TEKS BACAAN:
╔══
Jakarta [RRonline]:
DALAM beberapa pekan terakhir khazanah Bahasa Indonesia seperti mengenal kosa kata ‘baru’, yaitu ‘Istana Hitam’. Kalau merujuk pada dongeng-dongeng karya HC Andersen, istana adalah sebentuk bangunan mewah dan megah tempat tinggal raja-ratu. Namun karena di belakang frase istana diikuti dengan kata ‘hitam’, maka asosiasi orang pun dengan sendirinya akan berkelana pada hal-hal yang bersifat buruk, bahkan jahat!
Adalah Menko Perekonomian era Presiden Abdurrahman Wahid, Rizal Ramli yang memopulerkan (kembali) kosa kata Istana Hitam jni. “Semua itu seperti sungai-sungai kecil yang masuk ke sungai besar. Muara sungai besar itu akhirnya adalah ‘Istana Hitam’,” ujarnya dalam beberapa kesempatan merujuk pada mulai terbongkarnya skandal kartel di perdagangan komoditas pangan dan mafia Migas.
╚══
SOAL 1:
Rangkum teks tentang Istana Hitam dalam dua kalimat.
SOAL 2:
Dalam teks tentang Istana Hitam, apa jabatan Rizal Ramli pada era Presiden Abdurrahman Wahid?
SOAL 3:
Lanjutkan teks tentang Istana Hitam dari bagian akhirnya.
Baris-baris data tidak dipakai sama sekali di sini.

DATA SUMBER:
╔══
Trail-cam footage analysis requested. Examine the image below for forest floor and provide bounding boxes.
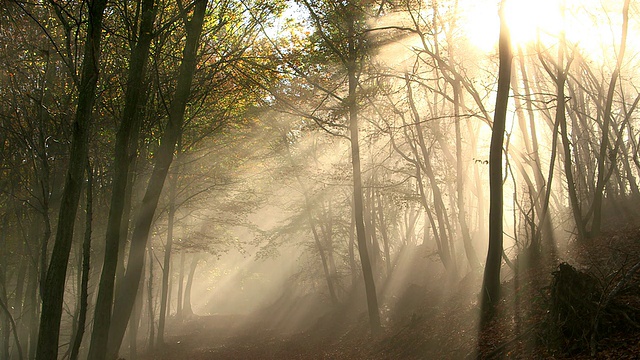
[136,221,640,360]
╚══
JAWABAN 1:
Dalam beberapa pekan terakhir, bahasa Indonesia seperti mengenal kosa kata baru "Istana Hitam", yang karena kata "hitam" membuat orang mengaitkannya dengan hal-hal buruk, bahkan jahat. Rizal Ramli, Menko Perekonomian era Presiden Abdurrahman Wahid, memopulerkan kembali istilah itu ketika merujuk pada mulai terbongkarnya skandal kartel perdagangan komoditas pangan dan mafia Migas.

JAWABAN 2:
Menko Perekonomian.

JAWABAN 3:
Sepak terjang mafia Migas yang sangat merugikan rakyat dan negara tidak mungkin hadir tanpa dukungan kekuasaan. Mereka menikmati keuntungan sangat besar di atas penderitaan rakyat dan beban berat APBN. Tertangkapnya Kepala Satuan Kerja Pelaksana Khusus Usaha Hulu Minyak dan Gas Bumi (SKK Migas) Rudi Rubiandini hanyalah puncak gunung es. Selain Rudi banyak korupsi serupa yang jumlahnya jauh lebih besar dan meibatkan pejabat yang levelnya lebih tinggi. Karenanya ini harus menjadi momentum bagi pemerintah untuk berani memberantas mafia Migas agar rakyat tidak membayar lebih mahal daripada seharusnya.
Menurut ekonom yang gigih dan konsisten mengusung ekonomi konstitusi ini, salah satu contoh benderangnya eksistensi dan praktik mafia Migas adalah proses pengadaan BBM untuk kebutuhan dalam negeri. Sebetulnya sangat tidak masuk akal Indonesia yang produksi minyaknya tidak mencukupi kebutuhan dalam negeri, tapi harus menjualnya ke luar negeri melalui trader. Lucunya, nanti Petral di Singapura membeli kembali dari trader untuk kembali diimpor ke Indonesia. Permainan ini merupakan bagian dari the top of the iceberg. Mereka menaikkan harga yang disepakati dengan selisih US$2-4/barel lebih mahal dibandingkan harga pasar. Makanya mafia Migas ini bisa meraup untung sangat besar, sekitar US$1 milyar/tahun.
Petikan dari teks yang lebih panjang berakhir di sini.